[The task]: Recast the records between the lines holding "the white building?" and "[655,618,693,653]", inclusive, as a Markdown table with the columns Row and Line, giving each line its own numbered row and leaving out blank lines.

[Records provided]:
────────

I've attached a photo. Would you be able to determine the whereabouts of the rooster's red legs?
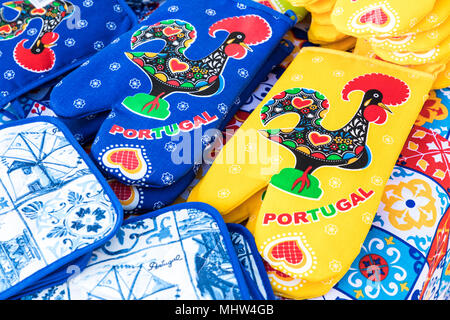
[291,166,312,193]
[141,92,165,113]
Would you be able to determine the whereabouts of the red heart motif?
[292,97,314,109]
[169,58,189,73]
[359,8,388,26]
[271,240,303,265]
[308,131,331,146]
[108,149,141,172]
[109,181,133,202]
[0,24,12,33]
[163,27,183,37]
[263,259,292,279]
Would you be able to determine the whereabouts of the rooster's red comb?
[209,14,272,45]
[342,73,410,106]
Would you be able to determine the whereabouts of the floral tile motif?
[0,122,118,293]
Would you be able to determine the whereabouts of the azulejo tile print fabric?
[0,0,450,300]
[312,89,450,300]
[24,207,248,300]
[0,121,122,298]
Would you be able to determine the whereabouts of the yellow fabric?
[433,61,450,89]
[353,38,447,84]
[331,0,436,37]
[369,19,450,52]
[188,47,434,299]
[305,0,336,13]
[321,37,357,51]
[308,20,348,44]
[288,0,320,7]
[224,188,266,223]
[410,0,450,33]
[372,37,450,65]
[311,11,333,25]
[255,0,308,21]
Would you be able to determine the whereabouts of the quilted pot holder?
[0,0,137,106]
[24,203,250,300]
[0,117,123,299]
[227,223,275,300]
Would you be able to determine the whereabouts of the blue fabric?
[0,0,137,106]
[22,202,250,300]
[9,253,92,300]
[107,39,294,214]
[227,223,276,300]
[51,0,294,188]
[0,117,123,299]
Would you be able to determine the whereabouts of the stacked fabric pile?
[0,0,450,300]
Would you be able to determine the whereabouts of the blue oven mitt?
[9,252,92,300]
[0,117,123,299]
[106,39,294,218]
[0,0,137,106]
[22,202,250,300]
[51,0,295,188]
[227,223,276,300]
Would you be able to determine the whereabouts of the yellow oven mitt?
[410,0,450,33]
[321,37,357,51]
[372,37,450,65]
[331,0,439,37]
[308,19,348,44]
[353,38,450,89]
[188,47,434,299]
[368,19,450,52]
[305,0,336,13]
[433,61,450,89]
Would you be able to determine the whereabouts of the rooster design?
[260,73,410,194]
[123,15,272,119]
[0,0,74,73]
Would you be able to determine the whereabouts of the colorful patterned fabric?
[23,204,249,300]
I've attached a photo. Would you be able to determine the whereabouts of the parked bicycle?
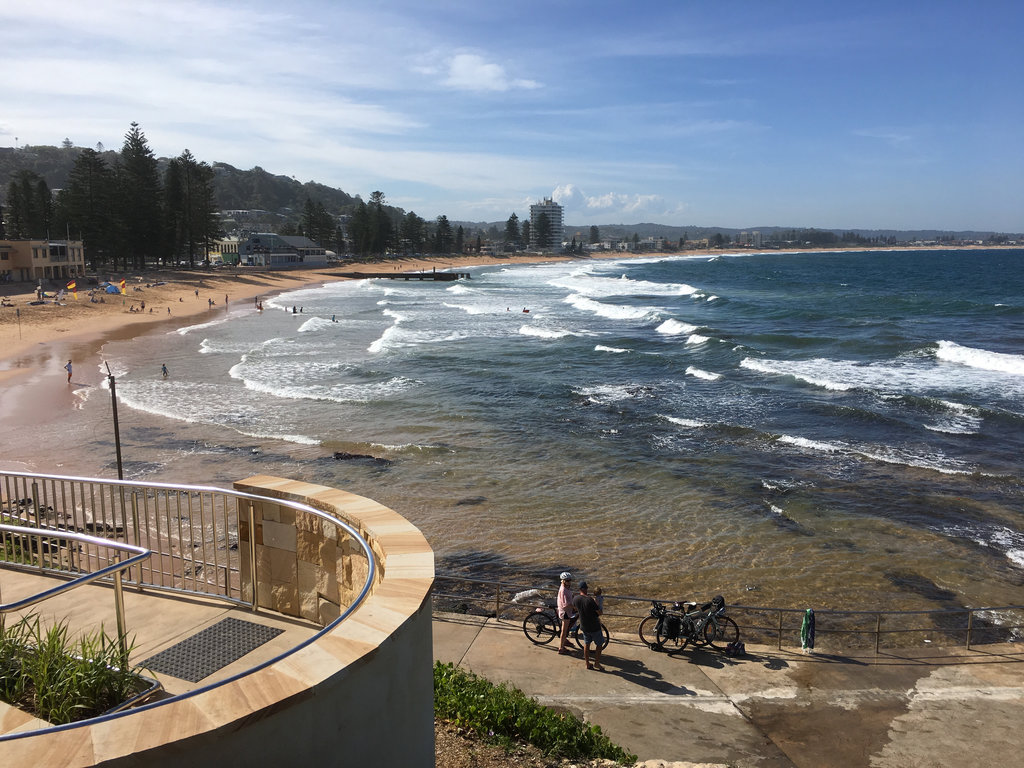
[637,595,739,653]
[522,603,611,650]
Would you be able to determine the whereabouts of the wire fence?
[433,573,1024,651]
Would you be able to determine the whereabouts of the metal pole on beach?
[103,361,125,480]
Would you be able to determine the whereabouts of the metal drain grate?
[141,618,284,683]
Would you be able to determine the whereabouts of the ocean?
[44,249,1024,609]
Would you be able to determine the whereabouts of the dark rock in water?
[334,451,392,467]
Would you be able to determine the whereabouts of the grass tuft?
[0,615,149,725]
[434,662,636,765]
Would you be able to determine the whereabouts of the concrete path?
[433,613,1024,768]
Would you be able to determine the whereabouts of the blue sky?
[0,0,1024,231]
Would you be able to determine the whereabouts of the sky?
[0,0,1024,232]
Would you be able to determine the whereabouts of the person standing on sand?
[572,582,604,672]
[557,570,573,654]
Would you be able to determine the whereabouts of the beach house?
[0,240,85,282]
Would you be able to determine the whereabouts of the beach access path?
[433,612,1024,768]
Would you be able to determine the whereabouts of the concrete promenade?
[433,612,1024,768]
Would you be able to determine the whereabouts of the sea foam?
[935,341,1024,376]
[654,317,697,336]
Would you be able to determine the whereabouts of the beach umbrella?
[800,608,814,653]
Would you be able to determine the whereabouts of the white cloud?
[551,184,687,221]
[444,53,541,91]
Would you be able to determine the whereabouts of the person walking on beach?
[572,582,604,672]
[557,570,574,654]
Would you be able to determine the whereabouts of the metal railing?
[433,573,1024,653]
[0,523,153,658]
[0,471,248,603]
[0,471,377,742]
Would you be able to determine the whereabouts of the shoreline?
[0,246,1020,376]
[0,246,1020,426]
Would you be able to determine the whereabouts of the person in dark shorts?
[572,582,604,672]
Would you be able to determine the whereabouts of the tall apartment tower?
[529,198,564,251]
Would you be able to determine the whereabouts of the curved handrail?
[0,523,153,613]
[0,470,377,742]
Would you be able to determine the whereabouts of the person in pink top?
[557,570,575,653]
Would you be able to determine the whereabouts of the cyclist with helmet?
[557,570,575,654]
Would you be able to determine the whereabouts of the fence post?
[114,555,128,670]
[249,500,259,612]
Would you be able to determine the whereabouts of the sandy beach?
[0,248,1007,436]
[0,253,614,434]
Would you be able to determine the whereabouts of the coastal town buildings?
[238,232,327,267]
[529,198,565,251]
[0,240,85,282]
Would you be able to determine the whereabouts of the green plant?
[434,662,636,765]
[0,615,148,725]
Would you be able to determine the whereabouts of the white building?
[529,198,565,251]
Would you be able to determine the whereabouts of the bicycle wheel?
[522,611,562,645]
[637,616,657,650]
[569,624,611,650]
[703,616,739,647]
[655,618,693,653]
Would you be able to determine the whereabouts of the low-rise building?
[0,240,85,282]
[239,232,327,267]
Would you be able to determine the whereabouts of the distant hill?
[0,145,356,216]
[0,145,1024,241]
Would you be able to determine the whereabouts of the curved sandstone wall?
[0,475,434,768]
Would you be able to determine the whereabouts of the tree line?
[0,123,220,269]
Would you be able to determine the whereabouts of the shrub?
[0,616,148,725]
[434,662,636,764]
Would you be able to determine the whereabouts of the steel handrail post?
[114,555,128,669]
[131,490,141,592]
[249,499,259,613]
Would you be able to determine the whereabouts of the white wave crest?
[686,366,722,381]
[170,316,227,336]
[572,384,650,404]
[662,416,708,429]
[935,341,1024,376]
[299,317,338,334]
[654,317,697,336]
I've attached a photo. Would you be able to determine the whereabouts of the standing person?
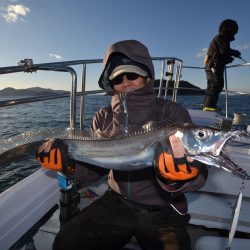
[37,40,207,250]
[203,19,241,111]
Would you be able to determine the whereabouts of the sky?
[0,0,250,93]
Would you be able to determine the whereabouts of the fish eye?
[196,129,210,141]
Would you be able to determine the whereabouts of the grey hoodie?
[73,40,206,213]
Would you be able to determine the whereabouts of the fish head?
[175,127,250,179]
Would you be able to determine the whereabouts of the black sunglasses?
[111,73,143,85]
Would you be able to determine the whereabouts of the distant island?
[0,79,204,97]
[0,87,69,97]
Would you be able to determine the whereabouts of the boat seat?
[194,236,249,250]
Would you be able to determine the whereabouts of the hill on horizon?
[0,87,69,97]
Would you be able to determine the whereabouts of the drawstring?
[118,93,128,134]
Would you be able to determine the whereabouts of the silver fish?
[0,120,249,179]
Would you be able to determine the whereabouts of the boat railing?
[0,57,250,129]
[182,63,250,118]
[0,57,182,129]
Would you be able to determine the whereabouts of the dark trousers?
[53,191,191,250]
[203,67,224,108]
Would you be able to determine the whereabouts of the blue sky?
[0,0,250,92]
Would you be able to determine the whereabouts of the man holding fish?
[37,40,207,250]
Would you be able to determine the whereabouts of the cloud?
[195,48,207,58]
[1,4,30,23]
[49,53,62,60]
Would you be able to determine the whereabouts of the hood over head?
[98,40,154,94]
[219,19,239,41]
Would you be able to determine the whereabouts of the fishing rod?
[238,56,248,63]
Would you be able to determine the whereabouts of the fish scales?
[0,120,249,179]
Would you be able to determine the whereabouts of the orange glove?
[156,152,199,181]
[36,139,75,174]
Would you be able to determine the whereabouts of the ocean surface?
[0,95,250,193]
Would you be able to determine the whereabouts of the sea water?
[0,95,250,192]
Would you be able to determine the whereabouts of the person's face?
[113,73,149,93]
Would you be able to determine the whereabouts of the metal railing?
[0,57,182,129]
[0,57,250,125]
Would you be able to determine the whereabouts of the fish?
[0,120,250,179]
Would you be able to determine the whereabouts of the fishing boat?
[0,57,250,250]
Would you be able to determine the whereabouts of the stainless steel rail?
[0,57,182,128]
[0,57,250,126]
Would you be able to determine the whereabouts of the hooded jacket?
[73,40,206,213]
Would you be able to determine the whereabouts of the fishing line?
[238,56,248,63]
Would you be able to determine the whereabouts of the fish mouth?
[192,131,250,180]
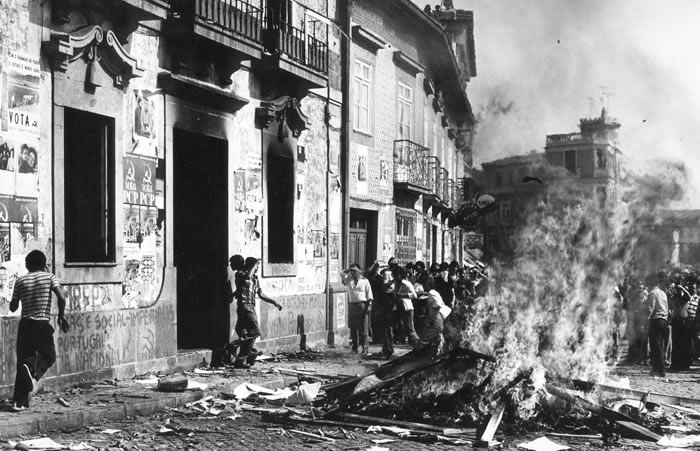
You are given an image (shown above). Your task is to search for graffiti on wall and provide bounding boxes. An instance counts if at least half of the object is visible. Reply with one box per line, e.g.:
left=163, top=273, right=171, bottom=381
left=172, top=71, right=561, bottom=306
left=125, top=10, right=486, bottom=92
left=56, top=304, right=176, bottom=374
left=260, top=294, right=326, bottom=340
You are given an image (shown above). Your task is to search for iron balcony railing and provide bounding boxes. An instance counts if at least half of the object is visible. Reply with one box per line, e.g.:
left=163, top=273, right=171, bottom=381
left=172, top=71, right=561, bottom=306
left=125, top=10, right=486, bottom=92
left=394, top=139, right=432, bottom=190
left=264, top=16, right=328, bottom=73
left=438, top=168, right=449, bottom=203
left=195, top=0, right=263, bottom=43
left=426, top=155, right=442, bottom=197
left=444, top=179, right=455, bottom=207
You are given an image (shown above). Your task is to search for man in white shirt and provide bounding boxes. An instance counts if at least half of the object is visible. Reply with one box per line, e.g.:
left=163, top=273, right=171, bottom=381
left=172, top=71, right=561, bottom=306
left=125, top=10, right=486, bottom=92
left=341, top=263, right=374, bottom=355
left=647, top=272, right=668, bottom=377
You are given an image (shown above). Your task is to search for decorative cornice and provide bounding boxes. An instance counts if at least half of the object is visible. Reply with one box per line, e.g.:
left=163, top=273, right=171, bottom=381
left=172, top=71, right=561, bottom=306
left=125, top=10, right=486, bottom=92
left=394, top=50, right=425, bottom=75
left=255, top=96, right=309, bottom=140
left=352, top=25, right=388, bottom=50
left=42, top=25, right=144, bottom=88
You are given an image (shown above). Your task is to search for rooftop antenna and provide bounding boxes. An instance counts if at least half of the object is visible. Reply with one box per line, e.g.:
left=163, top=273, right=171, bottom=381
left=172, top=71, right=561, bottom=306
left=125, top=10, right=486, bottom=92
left=600, top=86, right=615, bottom=110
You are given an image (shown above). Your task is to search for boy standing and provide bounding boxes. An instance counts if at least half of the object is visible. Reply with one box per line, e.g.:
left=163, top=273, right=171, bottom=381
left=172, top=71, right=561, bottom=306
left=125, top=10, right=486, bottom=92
left=10, top=250, right=70, bottom=412
left=233, top=257, right=282, bottom=369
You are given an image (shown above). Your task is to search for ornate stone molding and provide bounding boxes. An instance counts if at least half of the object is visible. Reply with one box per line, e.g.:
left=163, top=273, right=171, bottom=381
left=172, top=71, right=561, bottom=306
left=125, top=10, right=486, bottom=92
left=255, top=96, right=309, bottom=139
left=43, top=25, right=144, bottom=88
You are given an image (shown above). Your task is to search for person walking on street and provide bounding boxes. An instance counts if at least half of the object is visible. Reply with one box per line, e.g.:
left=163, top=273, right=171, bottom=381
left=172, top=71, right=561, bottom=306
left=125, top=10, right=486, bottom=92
left=394, top=266, right=418, bottom=346
left=341, top=263, right=374, bottom=355
left=647, top=272, right=668, bottom=377
left=10, top=250, right=70, bottom=412
left=233, top=257, right=282, bottom=369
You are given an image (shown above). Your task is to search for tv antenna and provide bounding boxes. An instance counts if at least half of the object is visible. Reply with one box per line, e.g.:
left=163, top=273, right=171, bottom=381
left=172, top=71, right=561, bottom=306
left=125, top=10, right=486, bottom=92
left=600, top=86, right=615, bottom=110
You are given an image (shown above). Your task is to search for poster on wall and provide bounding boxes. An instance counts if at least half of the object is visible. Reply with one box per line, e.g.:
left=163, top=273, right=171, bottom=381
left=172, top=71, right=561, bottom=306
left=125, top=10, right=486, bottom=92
left=313, top=230, right=323, bottom=259
left=379, top=159, right=389, bottom=188
left=355, top=144, right=369, bottom=195
left=233, top=169, right=245, bottom=212
left=124, top=156, right=158, bottom=207
left=0, top=135, right=17, bottom=195
left=0, top=221, right=12, bottom=264
left=245, top=169, right=263, bottom=213
left=4, top=52, right=41, bottom=135
left=13, top=134, right=39, bottom=197
left=122, top=204, right=163, bottom=308
left=330, top=233, right=340, bottom=260
left=127, top=89, right=162, bottom=158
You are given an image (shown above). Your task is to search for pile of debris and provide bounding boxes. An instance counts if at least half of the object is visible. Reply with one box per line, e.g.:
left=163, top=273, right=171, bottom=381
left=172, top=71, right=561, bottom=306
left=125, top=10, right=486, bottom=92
left=187, top=347, right=700, bottom=449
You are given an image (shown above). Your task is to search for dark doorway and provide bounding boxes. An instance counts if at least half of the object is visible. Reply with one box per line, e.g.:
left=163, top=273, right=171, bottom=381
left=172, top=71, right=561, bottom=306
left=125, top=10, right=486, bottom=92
left=173, top=129, right=230, bottom=349
left=347, top=208, right=377, bottom=269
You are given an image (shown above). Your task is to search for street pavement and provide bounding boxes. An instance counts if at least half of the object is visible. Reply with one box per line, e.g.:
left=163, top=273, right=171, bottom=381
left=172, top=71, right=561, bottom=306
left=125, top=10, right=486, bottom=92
left=0, top=347, right=700, bottom=451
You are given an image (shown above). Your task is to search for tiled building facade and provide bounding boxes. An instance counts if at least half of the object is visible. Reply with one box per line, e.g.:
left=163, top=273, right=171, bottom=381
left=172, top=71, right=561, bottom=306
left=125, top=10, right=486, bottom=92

────────

[Task solution]:
| Row | Line |
|---|---|
| 1 | Would you be able to determine the whereabouts of the white building? |
| 2 | [529,198,565,251] |
| 3 | Would you be able to determine the whereabouts of the bicycle wheel? |
| 4 | [522,611,562,645] |
| 5 | [637,616,657,650] |
| 6 | [569,624,611,650] |
| 7 | [703,616,739,647] |
| 8 | [655,618,693,653] |